DESCRIPTION OF THE TASK → Put every one of the records below into a Markdown table with two columns, Row and Text: number each line in Row and give the line in Text, leaving out blank lines.

RECORD EXTRACTS →
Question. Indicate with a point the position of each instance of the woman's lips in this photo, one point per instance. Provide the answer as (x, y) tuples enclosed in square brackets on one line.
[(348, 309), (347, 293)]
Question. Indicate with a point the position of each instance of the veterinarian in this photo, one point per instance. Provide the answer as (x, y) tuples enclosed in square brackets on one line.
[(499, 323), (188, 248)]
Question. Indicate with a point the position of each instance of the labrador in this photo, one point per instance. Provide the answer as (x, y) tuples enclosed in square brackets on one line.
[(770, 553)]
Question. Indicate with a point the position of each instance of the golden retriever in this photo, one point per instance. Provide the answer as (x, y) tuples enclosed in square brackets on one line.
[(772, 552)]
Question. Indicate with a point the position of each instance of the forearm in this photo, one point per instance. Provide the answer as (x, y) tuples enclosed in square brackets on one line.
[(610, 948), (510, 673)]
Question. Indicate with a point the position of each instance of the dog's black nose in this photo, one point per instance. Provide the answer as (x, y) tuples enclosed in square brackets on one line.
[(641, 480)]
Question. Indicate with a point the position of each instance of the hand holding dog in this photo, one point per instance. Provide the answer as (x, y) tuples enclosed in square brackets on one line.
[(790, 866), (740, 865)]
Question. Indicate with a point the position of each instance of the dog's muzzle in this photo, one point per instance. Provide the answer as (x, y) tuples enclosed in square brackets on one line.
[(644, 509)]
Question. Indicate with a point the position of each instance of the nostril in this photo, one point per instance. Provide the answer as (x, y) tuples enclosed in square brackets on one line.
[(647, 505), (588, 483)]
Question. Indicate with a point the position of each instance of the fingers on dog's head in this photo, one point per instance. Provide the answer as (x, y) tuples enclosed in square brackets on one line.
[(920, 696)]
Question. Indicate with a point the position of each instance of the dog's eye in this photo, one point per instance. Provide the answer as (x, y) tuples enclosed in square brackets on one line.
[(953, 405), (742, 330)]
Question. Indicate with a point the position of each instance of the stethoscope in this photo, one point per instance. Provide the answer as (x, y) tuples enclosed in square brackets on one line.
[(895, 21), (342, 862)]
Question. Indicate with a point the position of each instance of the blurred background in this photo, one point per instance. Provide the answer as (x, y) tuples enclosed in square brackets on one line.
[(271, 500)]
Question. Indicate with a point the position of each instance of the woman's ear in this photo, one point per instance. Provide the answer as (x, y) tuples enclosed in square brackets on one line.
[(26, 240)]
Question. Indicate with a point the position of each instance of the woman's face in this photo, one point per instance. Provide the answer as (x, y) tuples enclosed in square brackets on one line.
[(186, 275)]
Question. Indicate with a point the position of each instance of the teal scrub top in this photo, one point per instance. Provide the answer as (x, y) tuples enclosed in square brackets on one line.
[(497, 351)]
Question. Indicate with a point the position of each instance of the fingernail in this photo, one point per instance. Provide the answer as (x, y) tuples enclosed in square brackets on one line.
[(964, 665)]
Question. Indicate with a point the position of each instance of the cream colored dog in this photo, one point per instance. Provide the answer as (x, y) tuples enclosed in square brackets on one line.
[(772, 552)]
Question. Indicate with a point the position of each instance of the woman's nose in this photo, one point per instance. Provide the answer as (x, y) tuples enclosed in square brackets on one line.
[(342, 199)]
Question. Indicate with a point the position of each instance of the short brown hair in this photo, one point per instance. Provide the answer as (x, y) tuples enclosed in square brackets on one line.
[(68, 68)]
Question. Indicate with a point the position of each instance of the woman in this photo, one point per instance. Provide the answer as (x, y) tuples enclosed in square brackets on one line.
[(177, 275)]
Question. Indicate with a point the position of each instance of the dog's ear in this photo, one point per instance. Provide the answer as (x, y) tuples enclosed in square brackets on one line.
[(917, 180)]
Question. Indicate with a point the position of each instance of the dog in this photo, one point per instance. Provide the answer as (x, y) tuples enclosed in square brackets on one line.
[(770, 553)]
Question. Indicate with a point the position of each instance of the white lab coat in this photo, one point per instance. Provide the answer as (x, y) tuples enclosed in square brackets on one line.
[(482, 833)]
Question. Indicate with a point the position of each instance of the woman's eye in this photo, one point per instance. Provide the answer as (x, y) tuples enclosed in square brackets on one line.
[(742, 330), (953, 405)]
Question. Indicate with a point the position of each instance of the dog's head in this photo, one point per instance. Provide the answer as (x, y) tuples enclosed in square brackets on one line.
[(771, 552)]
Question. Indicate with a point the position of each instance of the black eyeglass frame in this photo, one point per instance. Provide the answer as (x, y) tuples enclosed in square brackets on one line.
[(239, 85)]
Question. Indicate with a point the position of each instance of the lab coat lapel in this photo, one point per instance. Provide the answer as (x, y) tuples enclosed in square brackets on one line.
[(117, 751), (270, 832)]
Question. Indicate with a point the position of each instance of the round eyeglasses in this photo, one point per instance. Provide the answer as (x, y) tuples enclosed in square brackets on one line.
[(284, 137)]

FULL SOLUTION →
| Row | Text |
|---|---|
| 1 | Question. Indicate with a point the position of each instance of the woman's lips in this photo, one point per instance. Provide the answer as (x, y) tuples enclosed in square brackets on one line. |
| 2 | [(348, 309), (347, 293)] |
| 3 | Question. Indicate with a point the position of each instance of the veterinarian in this photo, one point per instance. Provide the answer as (x, y) tuples enclosed in square brackets on one line. |
| 4 | [(499, 323), (188, 248)] |
| 5 | Question. Indicate with a point the position of each instance of the labrador in this photo, one point per instance. Provide the answer as (x, y) tuples enclosed in square brackets on one line. |
| 6 | [(770, 553)] |
| 7 | Question. Indicate with a point the position of each instance of the golden retriever in this photo, one point per instance. Provide the answer as (x, y) tuples enclosed in square brackets on one line. |
| 8 | [(772, 552)] |
| 9 | Question. Indicate with a point the position of each instance of the forearm in this photo, one point per instance. Provide the answer as (x, y) tuples enclosed in square brackets on one line. |
| 10 | [(610, 948), (510, 673)] |
| 11 | Question. Indicate with a point the position of each instance of the dog's black nose in this photo, one point per instance. Provide the answer as (x, y) tuples enclosed in square brackets on one line. |
| 12 | [(641, 480)] |
| 13 | Question. Indicate with a point the position of each instance of the hand holding dog in this photo, one point per instance. Provide the answer as (x, y) tuples enclosed in square brackets on one line. |
| 14 | [(790, 866), (740, 865)] |
| 15 | Question. Indicate with a point the position of each instance of the dog's muzzle in this photo, one point per instance. Provide the answer as (x, y) tuples enclosed in square brackets on one line. |
| 16 | [(644, 509)] |
| 17 | Question. Indicate with a point the position of each instance of the nostril in this photo, one point per instance. Provide the answer as (x, y) tuples enclosed in square brackets on one line. |
| 18 | [(647, 505), (588, 483)] |
| 19 | Question. Indicate with a point the position of each instance of the fingers on dog's head in this photo, one point per instance. Provide the answer as (x, y) tuples enclosed in square brackets on one line. |
| 20 | [(920, 696)] |
| 21 | Question. Indicate with a point the position of each instance of the dog's eye in this photo, one point per instance. Provide the answer as (x, y) tuples enclosed in square brackets on one line. |
| 22 | [(953, 405), (742, 330)] |
| 23 | Question. Indicate with a point the position of each instance of the stethoscope in this photo, one point per instance. Provide the answer as (x, y) tuples enclosed in square brackets on one line. |
| 24 | [(895, 21), (342, 862)] |
| 25 | Question. Indicate with a point the position of each instance of the blurred background in this photo, one point per instance. Provide the answer as (x, y) tuples enclosed in square brackets on one line. |
| 26 | [(271, 500)] |
| 27 | Question. Indicate with a point the position of each instance of the woman's ear in this photo, one point per instance. Provide the answer as (x, y) tuples enclosed in square brackets on one line. |
| 28 | [(26, 240)] |
| 29 | Question. Indicate with a point the position of each instance of the woman's face in this photo, one point per instance. Provide the answer as (x, y) tuples enclosed in square brackets on one line. |
| 30 | [(186, 275)] |
| 31 | Question. Indicate with a point the position of each instance of the teal scrub top in this photo, one point per instance. Provide the answer as (x, y) tuples enclosed in square brackets on one line. |
| 32 | [(497, 351)] |
| 33 | Question. Indicate with a point the position of each instance of the fingernail in this photo, one point per instance. Provide the answer as (x, y) tuples enclosed in square brackets on one line. |
| 34 | [(964, 665)] |
| 35 | Question. Indicate with a point the position of each instance of the cream colored dog in this photo, one point per instance. Provide the answer as (x, y) tuples enclosed in square brackets on one line. |
| 36 | [(772, 552)] |
| 37 | Question. Indicate with a point the position of each instance of the woman's nose in this photo, one point per instance. Provide the answer as (x, y) tuples enclosed in square brackets on one line. |
| 38 | [(342, 199)] |
| 39 | Question. Indicate with a point the position of each instance of the short brown hair in this photo, one point per instance. Provide the answer as (x, y) tuples enclosed in square brackets on one line. |
| 40 | [(68, 68)] |
| 41 | Question. Indicate with a point the position of each instance of the woman in this photo, one point per instance. Provide the answer as (x, y) tuples enclosed in square brackets on one line. |
| 42 | [(177, 275)] |
| 43 | Question. Indicate with a point the position of each instance of the dog's ear in this photo, one point per instance. Provide the answer as (x, y) tuples enclosed in square brackets on one line. |
| 44 | [(917, 180)] |
| 45 | Question. Indicate with a point the position of each instance of the dog in this photo, one point per instance. Provide the answer as (x, y) tuples enclosed in square brackets on one line. |
| 46 | [(770, 553)] |
| 47 | Question. Indicate with a point the position of each instance of the white lab coat in this photo, one point per instance. Provide the answer as (x, y) tuples enclosed in square brackets on one line. |
| 48 | [(482, 833)] |
| 49 | Question. Indicate with a point the position of each instance of the woman's eye in this photo, one point per instance. Provide the answer as (x, y) tuples enclosed in square brackets on one line. |
| 50 | [(742, 330), (953, 405)] |
| 51 | Question. Indicate with a point the position of each instance of the dog's head in this photo, one point per instance. Provide the answer as (x, y) tuples enclosed in square brackets on one line. |
| 52 | [(771, 552)] |
| 53 | Question. Indicate with a point the position of each instance of the black eyeglass frame in this photo, one point per instance. Provide the answer as (x, y) tuples enclosed in square brackets on one line. |
| 54 | [(239, 85)] |
| 55 | Question. Indicate with a point the position of each instance of the lab coat lapel in this photo, one point per instance. Provide the answer as (x, y) tuples enclosed in square brackets on one line. |
| 56 | [(117, 751), (270, 832)] |
| 57 | Question. Indicate with a point the position of each instance of the round eyeglasses in this photo, one point per instance. Provide the answer as (x, y) tuples enclosed in square brackets on one line. |
| 58 | [(284, 137)] |